THE TASK: Beginning at the line containing "Query: soldier's hand" and continuing to the end of the records below, give each line again exactly as it stands, and only those lines.

[Dataset excerpts]
⁂

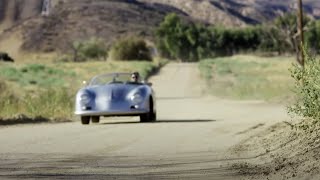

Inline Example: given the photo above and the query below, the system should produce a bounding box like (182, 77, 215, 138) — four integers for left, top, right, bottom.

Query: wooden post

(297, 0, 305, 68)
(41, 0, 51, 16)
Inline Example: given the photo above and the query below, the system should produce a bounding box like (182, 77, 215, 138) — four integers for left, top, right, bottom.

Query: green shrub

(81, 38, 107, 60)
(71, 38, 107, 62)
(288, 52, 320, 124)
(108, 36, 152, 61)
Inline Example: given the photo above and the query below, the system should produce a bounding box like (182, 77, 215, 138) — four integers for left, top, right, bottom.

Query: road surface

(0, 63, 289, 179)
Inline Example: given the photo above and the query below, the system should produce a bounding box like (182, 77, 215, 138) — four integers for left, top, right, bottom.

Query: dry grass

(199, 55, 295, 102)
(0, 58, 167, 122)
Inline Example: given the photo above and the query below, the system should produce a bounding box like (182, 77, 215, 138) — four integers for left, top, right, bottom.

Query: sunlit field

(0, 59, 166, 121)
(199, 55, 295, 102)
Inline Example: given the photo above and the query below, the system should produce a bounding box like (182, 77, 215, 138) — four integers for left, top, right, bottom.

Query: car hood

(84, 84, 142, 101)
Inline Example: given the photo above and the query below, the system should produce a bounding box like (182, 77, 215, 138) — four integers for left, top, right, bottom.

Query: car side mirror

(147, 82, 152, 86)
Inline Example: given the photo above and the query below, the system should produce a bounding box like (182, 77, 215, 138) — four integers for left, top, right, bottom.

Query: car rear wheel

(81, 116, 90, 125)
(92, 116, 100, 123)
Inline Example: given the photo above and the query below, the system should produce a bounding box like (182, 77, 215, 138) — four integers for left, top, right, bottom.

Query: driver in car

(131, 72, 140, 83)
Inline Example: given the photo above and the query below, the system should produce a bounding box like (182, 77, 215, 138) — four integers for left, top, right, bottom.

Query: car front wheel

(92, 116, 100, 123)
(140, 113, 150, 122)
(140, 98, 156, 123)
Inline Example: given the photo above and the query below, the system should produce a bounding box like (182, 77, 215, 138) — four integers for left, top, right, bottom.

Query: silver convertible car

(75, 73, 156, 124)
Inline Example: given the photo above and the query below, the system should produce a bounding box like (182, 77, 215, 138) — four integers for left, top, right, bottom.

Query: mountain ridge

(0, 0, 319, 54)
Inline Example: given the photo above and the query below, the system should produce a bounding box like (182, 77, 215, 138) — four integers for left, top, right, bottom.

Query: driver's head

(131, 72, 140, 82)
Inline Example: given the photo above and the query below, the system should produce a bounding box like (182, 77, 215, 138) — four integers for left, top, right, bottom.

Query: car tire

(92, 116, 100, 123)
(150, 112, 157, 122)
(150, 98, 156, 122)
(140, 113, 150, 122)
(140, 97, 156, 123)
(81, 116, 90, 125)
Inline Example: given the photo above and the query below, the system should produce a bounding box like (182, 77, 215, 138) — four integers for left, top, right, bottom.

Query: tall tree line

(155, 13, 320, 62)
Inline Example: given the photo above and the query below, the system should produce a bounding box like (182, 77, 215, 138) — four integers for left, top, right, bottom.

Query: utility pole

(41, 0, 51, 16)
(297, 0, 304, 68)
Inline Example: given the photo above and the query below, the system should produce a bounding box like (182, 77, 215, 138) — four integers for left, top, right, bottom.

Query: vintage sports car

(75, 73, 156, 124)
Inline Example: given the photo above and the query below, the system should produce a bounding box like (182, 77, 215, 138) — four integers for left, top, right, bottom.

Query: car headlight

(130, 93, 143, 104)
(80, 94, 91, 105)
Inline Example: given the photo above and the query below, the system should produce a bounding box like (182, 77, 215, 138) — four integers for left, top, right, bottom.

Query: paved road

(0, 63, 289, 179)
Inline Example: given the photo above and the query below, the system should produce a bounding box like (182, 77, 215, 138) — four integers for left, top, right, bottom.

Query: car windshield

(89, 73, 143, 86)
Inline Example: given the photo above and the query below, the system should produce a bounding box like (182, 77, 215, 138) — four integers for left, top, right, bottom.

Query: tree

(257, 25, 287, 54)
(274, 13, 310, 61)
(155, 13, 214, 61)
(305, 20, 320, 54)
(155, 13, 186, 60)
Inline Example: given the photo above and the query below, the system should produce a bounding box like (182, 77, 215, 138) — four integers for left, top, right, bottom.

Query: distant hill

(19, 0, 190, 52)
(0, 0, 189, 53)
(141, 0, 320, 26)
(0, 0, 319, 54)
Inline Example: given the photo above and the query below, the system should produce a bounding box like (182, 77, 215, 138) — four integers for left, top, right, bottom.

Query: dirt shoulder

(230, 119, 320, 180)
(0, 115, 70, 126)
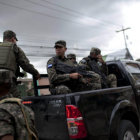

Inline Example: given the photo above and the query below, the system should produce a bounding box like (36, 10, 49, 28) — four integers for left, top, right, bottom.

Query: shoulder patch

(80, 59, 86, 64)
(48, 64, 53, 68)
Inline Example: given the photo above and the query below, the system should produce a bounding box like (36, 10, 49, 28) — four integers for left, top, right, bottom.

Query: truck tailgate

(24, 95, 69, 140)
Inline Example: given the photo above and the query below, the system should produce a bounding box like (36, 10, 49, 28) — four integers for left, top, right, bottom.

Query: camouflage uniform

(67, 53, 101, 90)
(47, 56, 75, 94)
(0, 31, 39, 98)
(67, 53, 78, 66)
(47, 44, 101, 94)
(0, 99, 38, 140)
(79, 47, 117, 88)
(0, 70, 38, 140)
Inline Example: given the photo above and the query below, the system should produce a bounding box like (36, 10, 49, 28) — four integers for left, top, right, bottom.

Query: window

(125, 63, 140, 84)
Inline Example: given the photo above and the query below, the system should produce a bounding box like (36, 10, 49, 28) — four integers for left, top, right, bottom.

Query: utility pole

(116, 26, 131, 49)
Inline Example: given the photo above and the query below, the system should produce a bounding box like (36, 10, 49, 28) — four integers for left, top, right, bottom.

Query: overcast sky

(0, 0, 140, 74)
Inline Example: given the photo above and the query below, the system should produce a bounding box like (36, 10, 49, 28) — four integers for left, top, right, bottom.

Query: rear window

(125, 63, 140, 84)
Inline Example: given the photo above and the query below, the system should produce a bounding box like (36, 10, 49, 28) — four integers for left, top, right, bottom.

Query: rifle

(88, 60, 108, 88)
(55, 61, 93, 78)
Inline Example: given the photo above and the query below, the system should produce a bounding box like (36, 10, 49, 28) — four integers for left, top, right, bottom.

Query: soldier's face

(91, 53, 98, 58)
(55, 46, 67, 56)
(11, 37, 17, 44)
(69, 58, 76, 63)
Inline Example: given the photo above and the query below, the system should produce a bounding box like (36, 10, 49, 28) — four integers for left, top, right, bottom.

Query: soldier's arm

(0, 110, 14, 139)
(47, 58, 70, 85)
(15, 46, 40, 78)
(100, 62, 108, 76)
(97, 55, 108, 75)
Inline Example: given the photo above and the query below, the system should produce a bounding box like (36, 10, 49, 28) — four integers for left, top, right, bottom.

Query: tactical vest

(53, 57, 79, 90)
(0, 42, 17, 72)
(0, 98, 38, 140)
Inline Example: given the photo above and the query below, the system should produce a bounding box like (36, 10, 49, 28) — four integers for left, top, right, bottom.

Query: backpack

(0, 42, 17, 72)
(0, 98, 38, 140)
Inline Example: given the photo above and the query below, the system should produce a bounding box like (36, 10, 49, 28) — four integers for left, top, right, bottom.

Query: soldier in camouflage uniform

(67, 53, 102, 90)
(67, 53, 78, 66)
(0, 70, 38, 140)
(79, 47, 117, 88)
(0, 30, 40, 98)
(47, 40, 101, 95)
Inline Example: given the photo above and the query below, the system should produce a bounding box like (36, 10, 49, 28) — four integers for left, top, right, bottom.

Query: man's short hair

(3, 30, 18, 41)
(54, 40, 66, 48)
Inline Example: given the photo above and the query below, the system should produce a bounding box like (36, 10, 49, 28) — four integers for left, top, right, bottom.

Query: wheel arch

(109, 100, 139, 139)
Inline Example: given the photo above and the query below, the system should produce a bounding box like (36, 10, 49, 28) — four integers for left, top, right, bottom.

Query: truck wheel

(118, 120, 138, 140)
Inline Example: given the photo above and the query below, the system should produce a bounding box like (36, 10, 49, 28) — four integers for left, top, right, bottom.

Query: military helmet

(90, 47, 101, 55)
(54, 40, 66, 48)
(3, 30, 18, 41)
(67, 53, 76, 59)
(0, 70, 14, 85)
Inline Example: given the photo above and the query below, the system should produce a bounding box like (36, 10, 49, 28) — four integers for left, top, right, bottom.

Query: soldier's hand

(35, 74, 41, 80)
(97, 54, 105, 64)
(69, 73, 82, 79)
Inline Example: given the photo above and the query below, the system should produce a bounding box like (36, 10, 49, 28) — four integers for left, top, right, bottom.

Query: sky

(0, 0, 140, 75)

⁂

WORKED SOLUTION:
Query: soldier's hand

(35, 74, 41, 80)
(97, 54, 105, 64)
(69, 73, 82, 79)
Inline Example: given the photo above and the query below, the system should produce a bounding box like (36, 10, 49, 28) — four integers for left, top, right, bottom.

Query: sky

(0, 0, 140, 75)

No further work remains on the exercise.